Using the –cpu-bind argument to mpiexec, MPI ranks and threads can be assigned to run on specific logical processors on the CPUs. For more information about the flags to mpiexec, see Running MPI+OpenMP Applications. Four examples of using mpiexec are given below to show how the cpu-bind=depth, cpu-bind=list, --depth arguments affect where MPI ranks and OpenMP threads are mapped.

Example 1: 2 nodes, 4 ranks/node, 1 thread/rank

mpiexec -n 8 -ppn 4 --depth 1 --cpu-bind=depth <app> <app_args>
  • The -n 8 argument says to use 8 MPI ranks in total and -ppn 4 places 4 ranks per node.
  • The --depth 1 argument says to use 1 logical processor for each MPI rank.
  • The --cpu-bind depth argument says to spread out the ranks in a round robin manner across the logical processors, first putting one rank on the first logical processor of one physical core, and then looping back to put a second one on the second logical processor. This is done such that there's N logical processors for each MPI rank, where N is the value from the --depth argument (so it's 1 in this case).

This is the same as

mpiexec -n 8 -ppn 4 --cpu-bind=list:0:1:2:3 <app> <app_args>
  • The --cpu-bind list argument explicitly lists which logical processor to bind to per node. Each MPI rank is bound to the logical processors that are listed between :. So here, rank 0 to logical processor 0, rank 1 to logical processor 1, etc.

Resulting mapping

MPI ranks 0,1,2,3,4,5,6,7 map to logical processors 0,1,2,3 on each of the two nodes. Assuming the job was allocated on node 0 and node 1:

  • MPI rank 0 → node 0, logical processor 0

  • MPI rank 1 → node 0, logical processor 1

  • MPI rank 2 → node 0, logical processor 2

  • MPI rank 3 → node 0, logical processor 3

  • MPI rank 4 → node 1, logical processor 0

  • MPI rank 5 → node 1, logical processor 1

  • MPI rank 6 → node 1, logical processor 2

  • MPI rank 7 → node 1, logical processor 3

The figure below shows the mapping, where the different colors are different MPI ranks.
···
— Written instruction a —
Could you scale the entries from the line containing "Identify the white door" through the end of the entries, inclusive? Reproduce only those lines, requests included, and multiply every bounding-box coordinate in the answers by 0.8, rounding to whole numbers with halves rounded up.
···
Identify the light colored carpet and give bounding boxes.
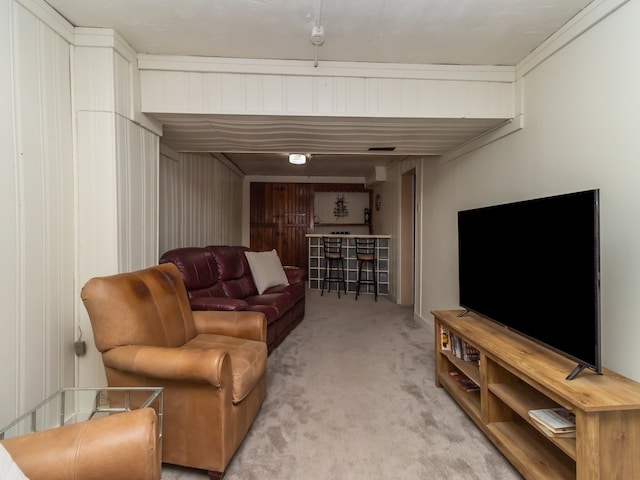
[162,290,522,480]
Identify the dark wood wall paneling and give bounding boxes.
[249,182,370,269]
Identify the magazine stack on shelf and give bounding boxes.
[440,328,480,362]
[529,407,576,437]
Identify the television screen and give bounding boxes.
[458,190,601,377]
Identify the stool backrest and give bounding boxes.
[356,238,376,258]
[322,237,342,258]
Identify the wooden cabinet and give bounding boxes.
[432,310,640,480]
[249,182,313,269]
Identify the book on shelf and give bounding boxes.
[529,407,576,435]
[449,333,480,362]
[531,417,576,438]
[447,370,480,392]
[440,325,451,350]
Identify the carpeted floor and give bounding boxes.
[162,290,522,480]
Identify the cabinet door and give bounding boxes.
[250,183,313,268]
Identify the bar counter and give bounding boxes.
[306,233,391,295]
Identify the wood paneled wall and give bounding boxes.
[0,0,74,424]
[159,147,242,255]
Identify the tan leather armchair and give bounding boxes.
[0,408,160,480]
[82,263,267,479]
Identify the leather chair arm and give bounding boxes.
[2,408,160,480]
[102,345,231,388]
[193,311,267,342]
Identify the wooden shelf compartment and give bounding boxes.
[432,310,640,480]
[488,381,576,460]
[438,372,480,422]
[440,350,480,386]
[486,418,576,480]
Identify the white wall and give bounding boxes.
[159,146,242,251]
[72,28,161,386]
[0,0,159,424]
[0,0,74,424]
[422,0,640,380]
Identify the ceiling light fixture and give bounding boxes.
[289,153,307,165]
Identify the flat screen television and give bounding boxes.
[458,190,602,380]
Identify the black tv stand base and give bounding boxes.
[566,364,587,380]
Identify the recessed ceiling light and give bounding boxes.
[289,153,307,165]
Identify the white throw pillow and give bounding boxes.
[0,444,29,480]
[244,249,289,295]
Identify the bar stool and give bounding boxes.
[355,238,378,302]
[320,237,347,298]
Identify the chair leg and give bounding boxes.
[320,258,331,296]
[371,260,378,302]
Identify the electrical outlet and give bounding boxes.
[73,340,87,357]
[98,390,109,408]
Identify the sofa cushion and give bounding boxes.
[244,293,295,317]
[184,333,267,403]
[189,297,249,312]
[282,265,307,284]
[264,283,306,302]
[244,249,289,295]
[160,247,218,296]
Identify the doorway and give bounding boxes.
[398,168,416,305]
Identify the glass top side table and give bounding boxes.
[0,387,164,442]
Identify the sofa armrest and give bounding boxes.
[2,408,160,480]
[193,311,267,342]
[102,344,233,387]
[189,297,249,311]
[282,265,307,284]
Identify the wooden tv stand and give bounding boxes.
[432,310,640,480]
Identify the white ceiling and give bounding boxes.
[47,0,591,177]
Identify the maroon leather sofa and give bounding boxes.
[160,245,306,353]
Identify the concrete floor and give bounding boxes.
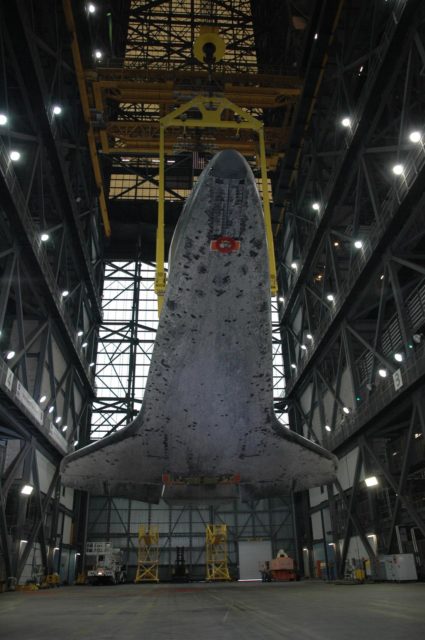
[0,582,425,640]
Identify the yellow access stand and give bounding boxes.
[205,524,230,582]
[134,525,159,582]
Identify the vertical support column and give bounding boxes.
[258,127,277,296]
[155,123,166,316]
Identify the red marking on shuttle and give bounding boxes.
[210,236,241,253]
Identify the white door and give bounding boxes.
[238,540,272,580]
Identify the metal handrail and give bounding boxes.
[0,140,94,388]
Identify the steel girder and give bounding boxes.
[0,2,103,579]
[275,2,425,574]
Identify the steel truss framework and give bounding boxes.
[274,0,425,575]
[87,496,296,580]
[91,261,288,440]
[0,1,103,580]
···
— Written instruction b —
In the excerpt on binding MPI ranks, what does the --depth 1 argument specify?

— Expected answer a —
Identify the white door and give bounding boxes.
[190,432,218,464]
Identify the metal handrail and give bounding boxes.
[0,112,75,310]
Identify the steel girder and give bounding boxes.
[0,2,82,463]
[220,2,340,459]
Identify the steel truss framework and give bounding boxes.
[219,0,340,460]
[70,397,237,464]
[73,209,230,352]
[0,1,82,464]

— Expected answer b —
It specifies using 1 logical processor for each MPI rank.